- [Directions]
Write out the listing exactly, dropping any picture it contains.
*** Opening of Source information ***
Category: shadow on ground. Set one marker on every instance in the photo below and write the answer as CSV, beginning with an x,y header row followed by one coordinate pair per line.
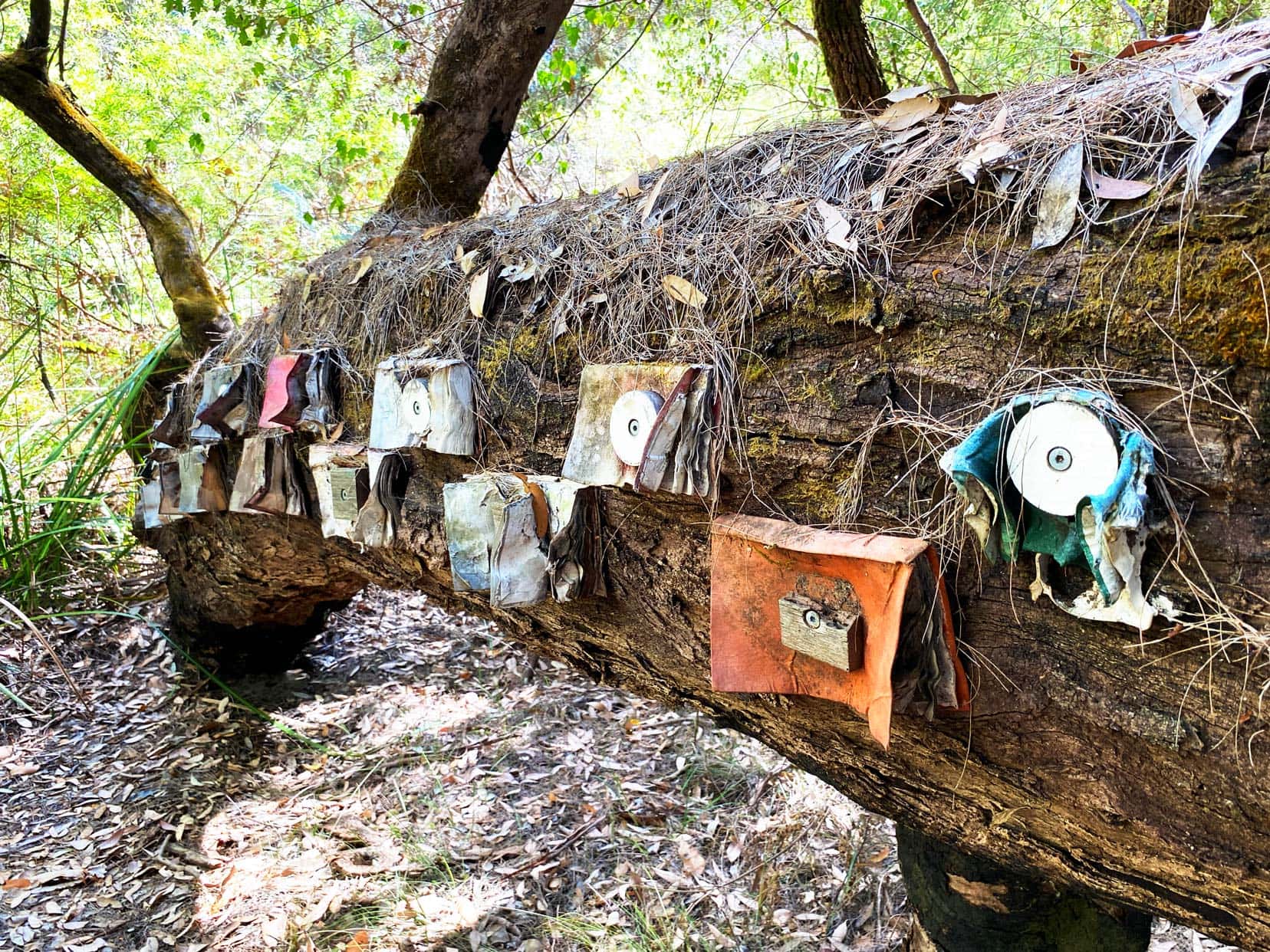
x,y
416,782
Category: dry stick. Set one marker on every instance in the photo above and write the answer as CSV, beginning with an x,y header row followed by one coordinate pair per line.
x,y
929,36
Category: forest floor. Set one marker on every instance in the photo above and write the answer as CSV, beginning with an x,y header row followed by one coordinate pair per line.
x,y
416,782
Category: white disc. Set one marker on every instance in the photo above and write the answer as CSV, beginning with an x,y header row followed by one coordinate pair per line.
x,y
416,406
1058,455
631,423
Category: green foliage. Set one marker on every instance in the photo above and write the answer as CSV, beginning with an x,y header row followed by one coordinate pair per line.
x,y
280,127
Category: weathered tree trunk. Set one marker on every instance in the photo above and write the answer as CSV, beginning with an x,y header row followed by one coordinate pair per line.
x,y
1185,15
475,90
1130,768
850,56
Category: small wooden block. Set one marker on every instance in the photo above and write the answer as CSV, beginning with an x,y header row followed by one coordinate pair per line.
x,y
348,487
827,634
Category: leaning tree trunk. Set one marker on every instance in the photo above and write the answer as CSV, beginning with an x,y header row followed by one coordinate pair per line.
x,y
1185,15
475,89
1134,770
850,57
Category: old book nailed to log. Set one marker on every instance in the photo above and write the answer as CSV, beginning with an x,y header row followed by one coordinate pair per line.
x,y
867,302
*** Close of Source information ***
- [Worked solution]
Category: shadow on ground. Set one marker on every instance in the photo below and write the answer as CSV, beginning with an x,y header row followed by one coordinate pair per line.
x,y
416,782
Category: dry stick. Set one marker on every instance in the photo above and write the answer as CSV, beginning with an x,y header row followed by one coordinate pair per line.
x,y
929,36
Category: forest floor. Set one marker on every instance in the photo above and write the answer as CSV, beginning with an x,y header row followed by one coordinate pair per line.
x,y
416,782
Category: white disc. Set one marker on every instance in the photo above and write the answer as CSV, beginning with an x,y header row followed by one coordinate pair per line.
x,y
416,406
1058,455
631,423
Category: green foliage. Set one marker on every instance in the photo above and write the answer as CSV, beginning with an x,y header row followed by one coordinate pair per line.
x,y
280,127
Category: weathered tree trunk. Set one marker on every instance in the photo above and write the answer as CSV, beginning with an x,y header row followed by one coordinate pair per line.
x,y
1185,15
475,90
1130,768
850,56
Category: small wooden block. Set one marker on every instance in the photo above and write the answer as CSV, beginning with an x,y header row followed by one coordinate pair per line.
x,y
348,487
827,634
Category: leaning tree trunk. Set one marker on every instance in the photo above and write the answer as CSV, beginning with an x,y header row followed by one coordinate pair per line.
x,y
1185,15
475,89
1134,770
850,57
Category: old book nailed to log. Set one marker on every instance in the photo above and write the answer as CSV, beginning with an x,y header row followed by one coordinate pair per line.
x,y
867,302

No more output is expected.